Training Data & Augmentation

USPTO-50K

  • 49,015 reactions from US pharma patents
  • Split: ~40K train, ~5K val, ~5K test
  • 10 reaction type classes (heteroatom alkylation, acylation, C-C bond formation, etc.)

SMILES Augmentation

The same molecule can be written as many valid SMILES strings. prepare.py --augment N generates N random SMILES variants per training reaction via RDKit, effectively multiplying training data with zero runtime overhead. This is a well-established technique that typically improves retrosynthesis accuracy by 5-15%.

Reaction Class Conditioning

prepare.py --reaction-class extracts the 10 USPTO-50K reaction type labels and prepends class tokens (<class_0> through <class_9>) to each sequence. This gives the model a structural hint about what kind of reaction to predict.

Agent Loop Improvements

Structured Analysis (analyze.py)

After each experiment, analyze.py produces a fixed-size analysis.txt report with:

  • Training dynamics (convergence detection, end-of-run slope, trend)
  • Tried-configurations summary (one line per hyperparameter, prevents retrying)
  • Config-space novelty score (deterministic L2 distance, flags low-diversity exploration)
  • Diminishing returns detection (flags tapped-out hyperparameter dimensions)
  • Invest mechanism state (deadline tracking, abort thresholds)

Invest Mechanism

Beyond keep/discard, the agent can mark an experiment as invest when accuracy dropped but the change is believed to be foundational (e.g., SMILES augmentation needs follow-up model scaling). Invests have deadlines and abort thresholds, enforced mechanically by analyze.py.

Novelty-Guided Exploration

Each experiment's config is projected into a normalized hyperparameter space, and its distance from all prior experiments is computed. Low novelty triggers a suggestion to explore a different direction, preventing the agent from making tiny variations in one corner of the search space.

[Stored data entries]
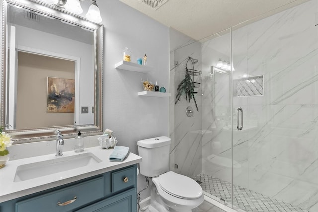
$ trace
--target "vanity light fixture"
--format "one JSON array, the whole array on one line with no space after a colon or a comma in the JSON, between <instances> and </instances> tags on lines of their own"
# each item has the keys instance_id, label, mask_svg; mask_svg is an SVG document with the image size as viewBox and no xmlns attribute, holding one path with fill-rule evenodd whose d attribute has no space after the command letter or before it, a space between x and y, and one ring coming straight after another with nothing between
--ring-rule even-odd
<instances>
[{"instance_id":1,"label":"vanity light fixture","mask_svg":"<svg viewBox=\"0 0 318 212\"><path fill-rule=\"evenodd\" d=\"M222 69L224 70L226 70L228 69L228 63L225 61L225 60L223 61Z\"/></svg>"},{"instance_id":2,"label":"vanity light fixture","mask_svg":"<svg viewBox=\"0 0 318 212\"><path fill-rule=\"evenodd\" d=\"M80 1L86 0L44 0L48 3L71 13L80 15L83 13L83 9L80 5ZM102 21L100 11L95 0L89 0L92 1L86 14L86 18L90 21L100 23Z\"/></svg>"}]
</instances>

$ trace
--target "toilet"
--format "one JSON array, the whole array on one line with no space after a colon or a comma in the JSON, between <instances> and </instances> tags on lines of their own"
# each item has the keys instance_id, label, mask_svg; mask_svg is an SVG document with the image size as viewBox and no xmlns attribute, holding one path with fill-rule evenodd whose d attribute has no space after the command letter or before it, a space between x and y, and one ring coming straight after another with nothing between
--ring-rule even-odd
<instances>
[{"instance_id":1,"label":"toilet","mask_svg":"<svg viewBox=\"0 0 318 212\"><path fill-rule=\"evenodd\" d=\"M152 178L150 212L190 212L204 201L202 189L194 180L169 171L171 139L160 136L138 141L141 174Z\"/></svg>"}]
</instances>

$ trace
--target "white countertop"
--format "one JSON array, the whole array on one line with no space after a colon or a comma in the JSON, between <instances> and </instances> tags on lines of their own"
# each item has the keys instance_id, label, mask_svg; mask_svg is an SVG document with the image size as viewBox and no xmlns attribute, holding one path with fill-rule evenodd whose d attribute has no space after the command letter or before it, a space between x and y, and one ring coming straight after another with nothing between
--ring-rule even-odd
<instances>
[{"instance_id":1,"label":"white countertop","mask_svg":"<svg viewBox=\"0 0 318 212\"><path fill-rule=\"evenodd\" d=\"M123 161L111 162L109 158L113 150L113 149L101 149L99 146L96 146L85 148L83 152L80 153L75 153L73 150L64 152L63 155L58 157L59 158L91 152L102 161L89 166L20 182L14 182L15 172L18 166L51 160L58 157L55 156L55 154L51 154L9 161L5 166L0 169L0 202L137 164L141 161L141 157L130 152Z\"/></svg>"}]
</instances>

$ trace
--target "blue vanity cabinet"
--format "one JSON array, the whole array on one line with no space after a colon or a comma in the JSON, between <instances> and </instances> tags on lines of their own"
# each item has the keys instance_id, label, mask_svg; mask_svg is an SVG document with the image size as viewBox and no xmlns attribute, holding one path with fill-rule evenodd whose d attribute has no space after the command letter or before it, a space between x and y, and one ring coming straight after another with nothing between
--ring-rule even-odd
<instances>
[{"instance_id":1,"label":"blue vanity cabinet","mask_svg":"<svg viewBox=\"0 0 318 212\"><path fill-rule=\"evenodd\" d=\"M137 212L133 165L0 204L1 212Z\"/></svg>"}]
</instances>

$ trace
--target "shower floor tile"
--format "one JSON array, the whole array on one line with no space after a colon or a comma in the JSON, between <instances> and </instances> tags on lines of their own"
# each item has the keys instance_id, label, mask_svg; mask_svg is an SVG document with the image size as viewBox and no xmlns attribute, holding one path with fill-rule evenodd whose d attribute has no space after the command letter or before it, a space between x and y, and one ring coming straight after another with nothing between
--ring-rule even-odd
<instances>
[{"instance_id":1,"label":"shower floor tile","mask_svg":"<svg viewBox=\"0 0 318 212\"><path fill-rule=\"evenodd\" d=\"M202 189L210 194L231 202L231 183L216 177L201 173L193 178L200 181ZM233 185L233 204L247 212L308 212L299 207L279 201L236 185Z\"/></svg>"}]
</instances>

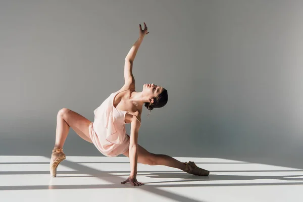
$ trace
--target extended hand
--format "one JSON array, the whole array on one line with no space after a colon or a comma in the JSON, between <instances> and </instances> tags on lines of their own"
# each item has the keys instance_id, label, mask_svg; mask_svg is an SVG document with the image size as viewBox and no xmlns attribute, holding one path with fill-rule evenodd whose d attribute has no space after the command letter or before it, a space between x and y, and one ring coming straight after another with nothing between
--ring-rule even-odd
<instances>
[{"instance_id":1,"label":"extended hand","mask_svg":"<svg viewBox=\"0 0 303 202\"><path fill-rule=\"evenodd\" d=\"M147 26L146 26L146 24L145 24L145 22L144 23L144 29L142 29L141 24L139 24L139 26L140 26L140 36L144 36L149 33L149 32L147 32Z\"/></svg>"},{"instance_id":2,"label":"extended hand","mask_svg":"<svg viewBox=\"0 0 303 202\"><path fill-rule=\"evenodd\" d=\"M144 184L142 182L138 182L136 177L129 176L126 180L121 182L121 184L125 184L127 182L129 182L133 186L141 186Z\"/></svg>"}]
</instances>

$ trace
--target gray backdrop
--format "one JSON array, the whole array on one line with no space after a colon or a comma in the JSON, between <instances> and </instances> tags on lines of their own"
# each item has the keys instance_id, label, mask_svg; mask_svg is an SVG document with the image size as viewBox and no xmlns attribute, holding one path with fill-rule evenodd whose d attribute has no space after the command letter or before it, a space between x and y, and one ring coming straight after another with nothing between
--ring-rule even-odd
<instances>
[{"instance_id":1,"label":"gray backdrop","mask_svg":"<svg viewBox=\"0 0 303 202\"><path fill-rule=\"evenodd\" d=\"M50 155L63 108L91 121L124 84L145 22L136 90L168 90L139 142L179 157L299 156L302 1L0 2L0 152ZM127 126L129 130L129 126ZM71 129L68 156L102 156Z\"/></svg>"}]
</instances>

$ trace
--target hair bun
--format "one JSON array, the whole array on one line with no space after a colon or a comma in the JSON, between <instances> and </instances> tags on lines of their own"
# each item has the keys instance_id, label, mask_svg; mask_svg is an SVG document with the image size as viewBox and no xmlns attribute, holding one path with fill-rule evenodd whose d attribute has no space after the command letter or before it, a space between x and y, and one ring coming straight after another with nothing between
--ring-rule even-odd
<instances>
[{"instance_id":1,"label":"hair bun","mask_svg":"<svg viewBox=\"0 0 303 202\"><path fill-rule=\"evenodd\" d=\"M147 108L148 110L153 110L154 109L154 107L153 106L153 104L149 103L145 103L144 106Z\"/></svg>"}]
</instances>

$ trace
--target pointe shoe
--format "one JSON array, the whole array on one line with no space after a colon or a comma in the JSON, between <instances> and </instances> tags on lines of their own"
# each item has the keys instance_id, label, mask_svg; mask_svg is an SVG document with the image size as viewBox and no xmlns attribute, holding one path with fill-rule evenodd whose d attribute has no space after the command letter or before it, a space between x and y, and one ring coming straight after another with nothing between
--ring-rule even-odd
<instances>
[{"instance_id":1,"label":"pointe shoe","mask_svg":"<svg viewBox=\"0 0 303 202\"><path fill-rule=\"evenodd\" d=\"M52 177L55 177L57 176L57 169L58 165L60 162L65 159L66 159L66 157L63 153L63 149L57 148L53 149L52 159L49 164L49 171Z\"/></svg>"},{"instance_id":2,"label":"pointe shoe","mask_svg":"<svg viewBox=\"0 0 303 202\"><path fill-rule=\"evenodd\" d=\"M184 163L184 164L186 166L184 171L187 173L192 174L194 175L205 176L207 176L210 174L210 171L199 168L193 162L189 161L188 163Z\"/></svg>"}]
</instances>

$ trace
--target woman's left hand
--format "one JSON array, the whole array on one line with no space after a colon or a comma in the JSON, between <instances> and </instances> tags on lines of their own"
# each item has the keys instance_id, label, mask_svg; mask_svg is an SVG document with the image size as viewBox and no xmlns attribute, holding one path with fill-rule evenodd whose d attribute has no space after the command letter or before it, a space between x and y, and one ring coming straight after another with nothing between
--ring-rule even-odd
<instances>
[{"instance_id":1,"label":"woman's left hand","mask_svg":"<svg viewBox=\"0 0 303 202\"><path fill-rule=\"evenodd\" d=\"M141 26L141 24L139 24L140 26L140 37L144 37L145 35L147 35L149 32L147 32L147 26L146 24L144 23L144 29L142 29L142 27Z\"/></svg>"}]
</instances>

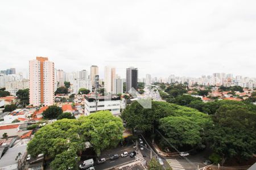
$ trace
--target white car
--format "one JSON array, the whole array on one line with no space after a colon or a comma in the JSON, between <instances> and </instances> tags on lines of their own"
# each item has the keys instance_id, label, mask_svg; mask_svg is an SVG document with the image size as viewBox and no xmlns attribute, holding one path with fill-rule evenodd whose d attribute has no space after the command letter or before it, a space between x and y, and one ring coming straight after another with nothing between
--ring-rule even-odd
<instances>
[{"instance_id":1,"label":"white car","mask_svg":"<svg viewBox=\"0 0 256 170\"><path fill-rule=\"evenodd\" d=\"M126 157L128 156L128 152L124 152L121 154L121 157Z\"/></svg>"},{"instance_id":2,"label":"white car","mask_svg":"<svg viewBox=\"0 0 256 170\"><path fill-rule=\"evenodd\" d=\"M27 155L27 160L30 160L30 158L31 158L31 155Z\"/></svg>"},{"instance_id":3,"label":"white car","mask_svg":"<svg viewBox=\"0 0 256 170\"><path fill-rule=\"evenodd\" d=\"M161 165L163 165L163 160L162 160L161 158L156 158L156 160L158 161L158 162L159 163L159 164Z\"/></svg>"},{"instance_id":4,"label":"white car","mask_svg":"<svg viewBox=\"0 0 256 170\"><path fill-rule=\"evenodd\" d=\"M188 152L181 152L180 153L180 155L181 156L186 156L189 155L189 154L188 154Z\"/></svg>"}]
</instances>

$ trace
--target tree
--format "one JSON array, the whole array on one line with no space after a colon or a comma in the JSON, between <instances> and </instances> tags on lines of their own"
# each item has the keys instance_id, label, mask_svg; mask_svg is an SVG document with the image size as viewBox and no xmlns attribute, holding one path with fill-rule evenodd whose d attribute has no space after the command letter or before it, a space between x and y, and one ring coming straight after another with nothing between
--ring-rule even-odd
<instances>
[{"instance_id":1,"label":"tree","mask_svg":"<svg viewBox=\"0 0 256 170\"><path fill-rule=\"evenodd\" d=\"M72 118L76 118L74 116L73 116L71 113L69 112L64 112L61 114L60 114L57 117L57 120L63 119L63 118L68 118L68 119L72 119Z\"/></svg>"},{"instance_id":2,"label":"tree","mask_svg":"<svg viewBox=\"0 0 256 170\"><path fill-rule=\"evenodd\" d=\"M20 121L19 120L18 120L18 119L15 119L15 120L14 120L13 121L12 121L12 123L17 123L17 122L20 122Z\"/></svg>"},{"instance_id":3,"label":"tree","mask_svg":"<svg viewBox=\"0 0 256 170\"><path fill-rule=\"evenodd\" d=\"M171 100L171 102L180 105L187 105L192 101L195 100L201 101L201 100L199 97L195 97L188 95L183 95L177 96L174 100Z\"/></svg>"},{"instance_id":4,"label":"tree","mask_svg":"<svg viewBox=\"0 0 256 170\"><path fill-rule=\"evenodd\" d=\"M44 118L55 119L63 113L63 111L61 108L56 105L51 105L43 112L42 115Z\"/></svg>"},{"instance_id":5,"label":"tree","mask_svg":"<svg viewBox=\"0 0 256 170\"><path fill-rule=\"evenodd\" d=\"M159 129L176 147L195 146L201 143L201 128L196 122L184 117L166 117L160 120Z\"/></svg>"},{"instance_id":6,"label":"tree","mask_svg":"<svg viewBox=\"0 0 256 170\"><path fill-rule=\"evenodd\" d=\"M87 94L89 94L89 93L90 93L90 90L88 90L88 89L86 89L86 88L81 88L80 89L79 89L79 92L78 92L78 94L85 94L85 95L87 95Z\"/></svg>"},{"instance_id":7,"label":"tree","mask_svg":"<svg viewBox=\"0 0 256 170\"><path fill-rule=\"evenodd\" d=\"M70 82L64 82L64 86L66 88L69 88L70 87Z\"/></svg>"},{"instance_id":8,"label":"tree","mask_svg":"<svg viewBox=\"0 0 256 170\"><path fill-rule=\"evenodd\" d=\"M60 87L57 88L55 91L56 94L68 94L68 89L65 87Z\"/></svg>"},{"instance_id":9,"label":"tree","mask_svg":"<svg viewBox=\"0 0 256 170\"><path fill-rule=\"evenodd\" d=\"M7 134L7 133L4 133L3 134L3 138L6 139L8 138L8 135Z\"/></svg>"},{"instance_id":10,"label":"tree","mask_svg":"<svg viewBox=\"0 0 256 170\"><path fill-rule=\"evenodd\" d=\"M148 163L148 170L161 170L163 169L163 167L155 159L152 159Z\"/></svg>"},{"instance_id":11,"label":"tree","mask_svg":"<svg viewBox=\"0 0 256 170\"><path fill-rule=\"evenodd\" d=\"M49 159L52 169L77 168L77 154L89 141L99 155L100 151L116 146L122 139L121 120L109 111L101 111L79 120L63 118L40 129L27 145L28 154L43 154Z\"/></svg>"},{"instance_id":12,"label":"tree","mask_svg":"<svg viewBox=\"0 0 256 170\"><path fill-rule=\"evenodd\" d=\"M256 152L256 112L251 109L242 104L220 107L213 117L214 128L208 133L216 154L247 159Z\"/></svg>"},{"instance_id":13,"label":"tree","mask_svg":"<svg viewBox=\"0 0 256 170\"><path fill-rule=\"evenodd\" d=\"M251 93L251 97L256 97L256 91L254 91Z\"/></svg>"},{"instance_id":14,"label":"tree","mask_svg":"<svg viewBox=\"0 0 256 170\"><path fill-rule=\"evenodd\" d=\"M199 90L198 92L198 95L200 96L207 96L208 95L209 91L207 90Z\"/></svg>"},{"instance_id":15,"label":"tree","mask_svg":"<svg viewBox=\"0 0 256 170\"><path fill-rule=\"evenodd\" d=\"M10 96L10 92L7 91L0 90L0 97Z\"/></svg>"},{"instance_id":16,"label":"tree","mask_svg":"<svg viewBox=\"0 0 256 170\"><path fill-rule=\"evenodd\" d=\"M19 89L16 93L17 98L19 99L19 103L23 106L26 106L30 104L30 90Z\"/></svg>"},{"instance_id":17,"label":"tree","mask_svg":"<svg viewBox=\"0 0 256 170\"><path fill-rule=\"evenodd\" d=\"M97 155L109 147L116 146L122 139L124 130L121 119L109 110L100 111L79 118L85 139L93 146Z\"/></svg>"},{"instance_id":18,"label":"tree","mask_svg":"<svg viewBox=\"0 0 256 170\"><path fill-rule=\"evenodd\" d=\"M56 170L68 169L68 168L78 169L77 162L79 160L80 157L76 155L76 150L71 149L57 155L50 167L52 169Z\"/></svg>"},{"instance_id":19,"label":"tree","mask_svg":"<svg viewBox=\"0 0 256 170\"><path fill-rule=\"evenodd\" d=\"M5 106L5 109L3 109L3 112L13 112L15 109L17 108L17 106L14 104L11 104L9 105L6 105Z\"/></svg>"}]
</instances>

**REQUIRED WORK**
Continue the retrosynthesis training write-up from the point where it stops.

**EXERCISE RESULT**
Inference

Beam Search

prepare.py includes both greedy and beam search generation. Beam search (width 10) explores multiple candidate predictions in parallel, typically adding +5-10% top-1 accuracy. The frontend supports toggling beam search for top-3 predictions with log-probability scores.

Multi-Step Retrosynthesis

The model predicts one step; the frontend recursively applies it, stopping when reactants are commercially available (checked against building blocks extracted from training data) or when max depth is reached.

Deployment Options

AWS (recommended for autonomous agent runs)

Terraform config provisions a g4dn.xlarge (T4 16GB GPU, ~$0.53/hr):

cd terraform
terraform init
terraform apply -var="ssh_key_name=your-key"
# SSH in, start Claude Code in tmux, let it run overnight

Google Colab (free, for testing and demos)

Open colab.ipynb in Colab, select T4 GPU runtime, run cells top to bottom. Free but limited: no autonomous agent, sessions timeout.

Hugging Face Spaces (free, for persistent demos)

Deploy the Gradio frontend to HF Spaces for a permanent demo:

  1. Train on EC2 (agent loop)
  2. Copy best_model.pt locally
  3. Push repo + model to a HF Space
  4. Shut down EC2

Local (MacBook, for development)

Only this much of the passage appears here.